Exercise brief
Echo word for word the stretch of the semidiscreteness abstract below that starts with "Finite rank approximation" and goes on through "6, pp. 1869-1901.".

Document extract

┌────────

Finite rank approximation and semidiscreteness for linear operators

Merdy, Christian Le

doi:10.5802/aif.1741

Merdy, Christian Le

Annales de l'Institut Fourier, Tome 49 (1999) no. 6, pp. 1869-1901.

Résumé
Abstract

Étant donnée une application complètement bornée $u : Z \to M$ d’un espace d’opérateurs $Z$ dans une algèbre de von Neumann (ou simplement une algèbre duale unifère) $M$ , on dit que $u$ est $C$ -semi-discrète si pour toute algèbre d’opérateurs $A$ , le produit tensoriel d’opérateurs $I_{A} \otimes u$ est borné de $A \otimes_{\min} Z$ dans $A \otimes_{nor} M$ , avec une norme inférieure ou égale à $C$ . Nous étudions cette propriété et la caractérisons notamment par des propriétés d’approximation appropriées, qui généralisent la caractérisation des algèbres de von Neumann semi-discrètes due à Choi-Effros. Notre travail est une extension de travaux récents de Pisier sur une notion comparable de $C^{*}$ -nucléarité pour les applications linéaires. Ayant à l’esprit l’équivalence “ $B$ est nucléaire $\Leftrightarrow B^{* *}$ est semi-discrète” valable pour une $C^{*}$ -algèbre $B$ , nous étudions les relations qui existent entre la nucléarité d’une application linéaire et le caractère semi-discret de son biadjoint. Enfin nous obtenons, grâce à certaines de nos techniques, de nouvelles propriétés de la norme de Haagerup pour les opérateurs décomposables entre $C^{*}$ -algèbres.

└────────

Material provided
┌────────

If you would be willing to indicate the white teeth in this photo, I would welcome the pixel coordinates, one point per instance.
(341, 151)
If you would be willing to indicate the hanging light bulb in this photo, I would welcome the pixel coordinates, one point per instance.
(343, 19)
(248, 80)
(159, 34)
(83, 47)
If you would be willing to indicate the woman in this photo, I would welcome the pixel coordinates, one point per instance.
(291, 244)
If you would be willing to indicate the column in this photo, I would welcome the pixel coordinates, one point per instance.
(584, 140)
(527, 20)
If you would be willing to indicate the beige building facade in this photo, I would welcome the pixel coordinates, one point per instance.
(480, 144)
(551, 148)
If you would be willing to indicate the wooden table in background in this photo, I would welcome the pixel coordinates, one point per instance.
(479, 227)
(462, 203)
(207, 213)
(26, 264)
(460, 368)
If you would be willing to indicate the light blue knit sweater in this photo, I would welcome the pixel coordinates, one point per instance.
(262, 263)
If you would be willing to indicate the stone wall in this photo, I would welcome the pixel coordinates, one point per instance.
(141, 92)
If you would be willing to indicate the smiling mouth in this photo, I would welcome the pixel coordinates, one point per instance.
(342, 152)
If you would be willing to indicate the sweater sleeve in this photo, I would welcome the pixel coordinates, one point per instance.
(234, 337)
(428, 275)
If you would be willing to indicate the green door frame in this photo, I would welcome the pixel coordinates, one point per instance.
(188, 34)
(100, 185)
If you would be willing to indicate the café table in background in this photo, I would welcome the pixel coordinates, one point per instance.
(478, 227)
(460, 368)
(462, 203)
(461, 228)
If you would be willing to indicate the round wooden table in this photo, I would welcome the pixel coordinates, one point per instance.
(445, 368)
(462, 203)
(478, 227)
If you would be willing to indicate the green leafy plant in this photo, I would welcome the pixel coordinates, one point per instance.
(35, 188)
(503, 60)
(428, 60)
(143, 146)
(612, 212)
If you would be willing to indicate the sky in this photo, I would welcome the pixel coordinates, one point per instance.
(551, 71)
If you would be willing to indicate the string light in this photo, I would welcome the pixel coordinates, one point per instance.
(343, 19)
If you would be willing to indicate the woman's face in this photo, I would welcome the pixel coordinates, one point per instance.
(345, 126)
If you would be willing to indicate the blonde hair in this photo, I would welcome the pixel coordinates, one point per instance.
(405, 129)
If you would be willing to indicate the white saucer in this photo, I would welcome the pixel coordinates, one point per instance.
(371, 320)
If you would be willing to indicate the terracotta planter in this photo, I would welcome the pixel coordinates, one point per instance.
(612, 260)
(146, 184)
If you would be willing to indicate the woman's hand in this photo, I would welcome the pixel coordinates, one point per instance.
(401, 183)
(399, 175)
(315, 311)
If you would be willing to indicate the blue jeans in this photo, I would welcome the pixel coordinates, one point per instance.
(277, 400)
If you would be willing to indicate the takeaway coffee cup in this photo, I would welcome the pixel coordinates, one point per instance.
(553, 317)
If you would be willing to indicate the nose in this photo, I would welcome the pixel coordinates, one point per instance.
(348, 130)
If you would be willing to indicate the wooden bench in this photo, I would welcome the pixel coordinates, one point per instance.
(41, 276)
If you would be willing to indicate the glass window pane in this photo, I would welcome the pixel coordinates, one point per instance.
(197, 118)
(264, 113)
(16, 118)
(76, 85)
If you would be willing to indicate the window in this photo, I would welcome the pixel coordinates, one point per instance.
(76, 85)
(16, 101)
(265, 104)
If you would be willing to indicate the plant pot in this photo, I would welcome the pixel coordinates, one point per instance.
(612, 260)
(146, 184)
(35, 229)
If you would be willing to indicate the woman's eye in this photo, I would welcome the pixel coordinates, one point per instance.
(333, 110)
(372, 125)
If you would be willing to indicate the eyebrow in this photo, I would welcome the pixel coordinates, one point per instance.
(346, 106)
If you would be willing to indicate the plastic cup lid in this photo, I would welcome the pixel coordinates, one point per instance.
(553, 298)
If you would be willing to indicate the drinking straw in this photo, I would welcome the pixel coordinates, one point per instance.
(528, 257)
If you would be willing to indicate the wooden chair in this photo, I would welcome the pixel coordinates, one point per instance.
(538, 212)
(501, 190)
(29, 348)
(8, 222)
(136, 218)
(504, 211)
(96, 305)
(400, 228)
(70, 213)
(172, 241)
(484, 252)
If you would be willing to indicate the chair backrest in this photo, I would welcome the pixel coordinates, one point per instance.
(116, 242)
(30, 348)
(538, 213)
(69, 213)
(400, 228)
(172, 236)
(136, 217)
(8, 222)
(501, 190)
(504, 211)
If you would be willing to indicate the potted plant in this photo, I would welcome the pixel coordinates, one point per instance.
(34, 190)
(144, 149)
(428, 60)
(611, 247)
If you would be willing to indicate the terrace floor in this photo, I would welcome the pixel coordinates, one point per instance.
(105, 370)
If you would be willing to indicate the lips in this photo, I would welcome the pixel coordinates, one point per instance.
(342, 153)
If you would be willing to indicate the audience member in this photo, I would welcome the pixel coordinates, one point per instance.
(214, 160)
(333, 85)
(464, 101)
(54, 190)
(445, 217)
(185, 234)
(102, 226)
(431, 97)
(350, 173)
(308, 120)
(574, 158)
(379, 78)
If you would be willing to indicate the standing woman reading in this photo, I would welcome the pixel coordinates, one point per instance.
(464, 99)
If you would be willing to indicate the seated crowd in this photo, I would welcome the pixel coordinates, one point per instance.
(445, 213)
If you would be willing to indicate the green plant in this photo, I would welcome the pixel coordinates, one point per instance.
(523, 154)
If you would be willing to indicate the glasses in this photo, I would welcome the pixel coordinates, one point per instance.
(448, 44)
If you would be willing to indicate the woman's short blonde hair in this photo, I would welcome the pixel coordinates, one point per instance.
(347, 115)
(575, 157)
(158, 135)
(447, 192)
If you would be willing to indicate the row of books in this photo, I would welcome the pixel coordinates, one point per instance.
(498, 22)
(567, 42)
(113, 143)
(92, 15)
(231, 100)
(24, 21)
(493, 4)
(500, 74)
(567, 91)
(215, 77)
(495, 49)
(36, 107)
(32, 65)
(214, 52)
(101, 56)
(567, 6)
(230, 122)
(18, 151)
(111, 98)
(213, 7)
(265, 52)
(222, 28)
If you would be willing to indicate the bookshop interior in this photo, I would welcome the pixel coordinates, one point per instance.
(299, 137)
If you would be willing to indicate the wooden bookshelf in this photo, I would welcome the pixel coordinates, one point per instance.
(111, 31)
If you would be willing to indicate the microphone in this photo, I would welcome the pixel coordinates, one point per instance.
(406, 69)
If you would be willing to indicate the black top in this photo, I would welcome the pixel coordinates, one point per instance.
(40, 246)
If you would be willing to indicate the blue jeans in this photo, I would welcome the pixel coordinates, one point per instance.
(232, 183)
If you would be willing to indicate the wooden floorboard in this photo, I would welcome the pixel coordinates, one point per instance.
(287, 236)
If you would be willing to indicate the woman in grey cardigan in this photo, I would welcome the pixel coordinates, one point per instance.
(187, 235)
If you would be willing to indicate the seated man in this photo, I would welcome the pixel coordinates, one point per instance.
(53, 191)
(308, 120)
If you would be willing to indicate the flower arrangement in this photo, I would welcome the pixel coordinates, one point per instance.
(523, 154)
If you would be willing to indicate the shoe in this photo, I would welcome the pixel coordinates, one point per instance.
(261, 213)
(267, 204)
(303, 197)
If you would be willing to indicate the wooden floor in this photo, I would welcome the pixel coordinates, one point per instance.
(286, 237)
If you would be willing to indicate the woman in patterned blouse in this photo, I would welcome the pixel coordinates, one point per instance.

└────────

Output
Finite rank approximation and semidiscreteness for linear operators

Merdy, Christian Le

doi:10.5802/aif.1741

Merdy, Christian Le

Annales de l'Institut Fourier, Tome 49 (1999) no. 6, pp. 1869-1901.